▸ **What to work on**
- A) Answer these questions about the PyTorch HAN setup page, one answer per line with matching labels.
(i) Into which directory is the GloVe archive unzipped?
(ii) What percentage of the shuffled news lines goes into the first file produced by the split command?
(iii) According to the comment above `python3 src/train.py`, into which directory does training save checkpoints?
- B) Select every line of the entries that contains the string "note", matching case exactly.

-- Start Reading passage --

An implementation of HAN (Hierarchical Attention Networks for Document Classification) in PyTorch.
Basic setup.
git clone https://github.com/yusanshi/HAN
cd HAN
pip3 install -r requirements.txt
Download and preprocess the data.
mkdir data && cd data
# Download GloVe pre-trained word embedding
wget https://nlp.stanford.edu/data/glove.840B.300d.zip
sudo apt install unzip
unzip glove.840B.300d.zip -d glove
rm glove.840B.300d.zip
# Download MIND-small dataset
# By downloading the dataset, you agree to the [Microsoft Research License Terms](https://go.microsoft.com/fwlink/?LinkID=206977). For more detail about the dataset, see https://msnews.github.io/.
wget https://mind201910small.blob.core.windows.net/release/MINDsmall_train.zip https://mind201910small.blob.core.windows.net/release/MINDsmall_dev.zip
mkdir MIND
unzip MINDsmall_train.zip -d MIND/train
unzip MINDsmall_dev.zip -d MIND/val
rm MINDsmall_*.zip
sort -u MIND/train/news.tsv MIND/val/news.tsv -o news_merged.tsv
# Split it
shuf news_merged.tsv -o news_shuffled.tsv
split -l $[ $(wc -l news_shuffled.tsv | cut -d" " -f1) * 80 / 100 ] news_shuffled.tsv
mkdir train
mv xaa train/news_split.tsv
mkdir test
mv xab test/news_split.tsv
# Preprocess data into appropriate format
cd ..
python3 src/data_preprocess.py
# Remember you shoud modify `num_*` in `src/config.py` by the output of `src/data_preprocess.py`
Run.
# Train and save checkpoint into `checkpoint/` directory
python3 src/train.py
# Load latest checkpoint and evaluate on the test set
python3 src/evaluate.py
# or
chmod +x run.sh
./run.sh
You can visualize metrics with TensorBoard.
tensorboard --logdir=runs
Tip: by adding
REMARK
environment variable, you can make the runs name in TensorBoard more meaningful. For example,REMARK=learning_rate-0.001 python3 src/train.py
.
TODO
- Dataset by MIcrosoft News Dataset (MIND), see https://msnews.github.io/.

-- End Reading passage --
-- Start Materials provided --

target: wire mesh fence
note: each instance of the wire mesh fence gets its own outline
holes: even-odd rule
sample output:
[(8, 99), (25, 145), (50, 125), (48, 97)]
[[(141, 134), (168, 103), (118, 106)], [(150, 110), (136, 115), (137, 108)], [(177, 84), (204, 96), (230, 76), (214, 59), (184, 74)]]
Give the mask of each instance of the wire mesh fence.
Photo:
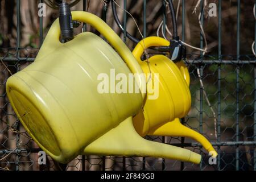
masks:
[[(83, 1), (84, 10), (86, 9), (86, 1)], [(203, 1), (201, 2), (202, 7)], [(47, 157), (46, 165), (38, 164), (38, 152), (41, 150), (20, 124), (6, 93), (5, 83), (10, 76), (9, 71), (14, 73), (25, 68), (32, 63), (39, 50), (38, 48), (20, 47), (19, 12), (21, 2), (22, 0), (16, 0), (16, 47), (0, 48), (2, 62), (0, 66), (0, 170), (59, 169), (59, 166), (49, 156)], [(126, 1), (123, 2), (125, 5)], [(143, 18), (146, 22), (147, 1), (143, 2), (144, 5)], [(183, 0), (182, 10), (185, 9), (185, 5)], [(126, 8), (125, 6), (124, 7)], [(238, 0), (237, 9), (240, 9), (241, 2)], [(218, 35), (221, 38), (221, 1), (218, 1), (218, 10), (220, 12)], [(103, 16), (104, 14), (106, 16), (107, 10), (107, 8), (103, 9)], [(240, 13), (238, 10), (238, 22)], [(183, 13), (182, 15), (183, 39), (185, 16)], [(125, 14), (125, 22), (127, 20), (126, 16)], [(39, 46), (43, 40), (42, 18), (39, 18)], [(203, 23), (203, 19), (201, 22)], [(126, 27), (126, 23), (123, 25)], [(146, 36), (147, 28), (146, 24), (144, 25), (143, 34)], [(147, 157), (79, 156), (62, 168), (66, 170), (256, 170), (256, 62), (254, 55), (240, 54), (240, 23), (237, 23), (237, 55), (222, 55), (220, 38), (218, 42), (218, 55), (203, 55), (203, 52), (191, 53), (187, 55), (185, 61), (191, 76), (192, 100), (191, 111), (187, 117), (182, 119), (182, 122), (203, 134), (210, 142), (218, 153), (216, 165), (209, 164), (208, 153), (199, 143), (191, 139), (147, 136), (149, 140), (185, 147), (200, 154), (203, 156), (202, 162), (196, 165)], [(125, 34), (123, 39), (126, 42)], [(202, 35), (200, 38), (200, 47), (203, 48)], [(53, 65), (55, 64), (53, 63)], [(204, 86), (200, 84), (198, 71)], [(216, 119), (206, 102), (204, 90), (215, 111)]]

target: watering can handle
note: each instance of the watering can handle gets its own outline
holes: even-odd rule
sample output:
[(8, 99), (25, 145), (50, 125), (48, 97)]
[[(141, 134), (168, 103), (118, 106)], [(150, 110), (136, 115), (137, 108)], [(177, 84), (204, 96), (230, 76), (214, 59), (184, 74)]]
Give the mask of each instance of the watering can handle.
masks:
[(169, 46), (170, 42), (159, 36), (149, 36), (141, 40), (133, 51), (133, 54), (139, 63), (144, 50), (153, 46)]
[[(146, 78), (144, 76), (142, 76), (142, 75), (144, 76), (144, 75), (141, 66), (120, 38), (104, 21), (93, 14), (81, 11), (72, 11), (71, 14), (73, 20), (89, 24), (98, 30), (115, 49), (126, 63), (131, 72), (137, 73), (134, 74), (135, 79), (141, 91), (142, 91), (142, 97), (144, 99), (146, 93), (145, 92), (142, 92), (142, 89), (144, 86), (146, 85)], [(59, 19), (56, 19), (53, 22), (48, 32), (48, 35), (46, 38), (46, 39), (53, 39), (55, 41), (51, 41), (51, 42), (53, 43), (54, 42), (54, 44), (56, 44), (52, 45), (53, 46), (51, 46), (51, 47), (49, 47), (49, 46), (44, 47), (43, 46), (42, 49), (47, 49), (47, 50), (45, 50), (47, 51), (46, 52), (50, 52), (54, 51), (52, 50), (52, 47), (61, 44), (59, 40), (60, 28), (59, 24)], [(38, 57), (42, 57), (43, 55), (40, 55), (40, 52), (43, 52), (44, 51), (39, 51)], [(39, 59), (39, 57), (38, 57), (38, 59)]]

-- End Materials provided --

▸ **Responses for each task**
- A)
(i) glove
(ii) 80 percent
(iii) `checkpoint/`

- B)
note: each instance of the wire mesh fence gets its own outline
note: each instance of the watering can handle gets its own outline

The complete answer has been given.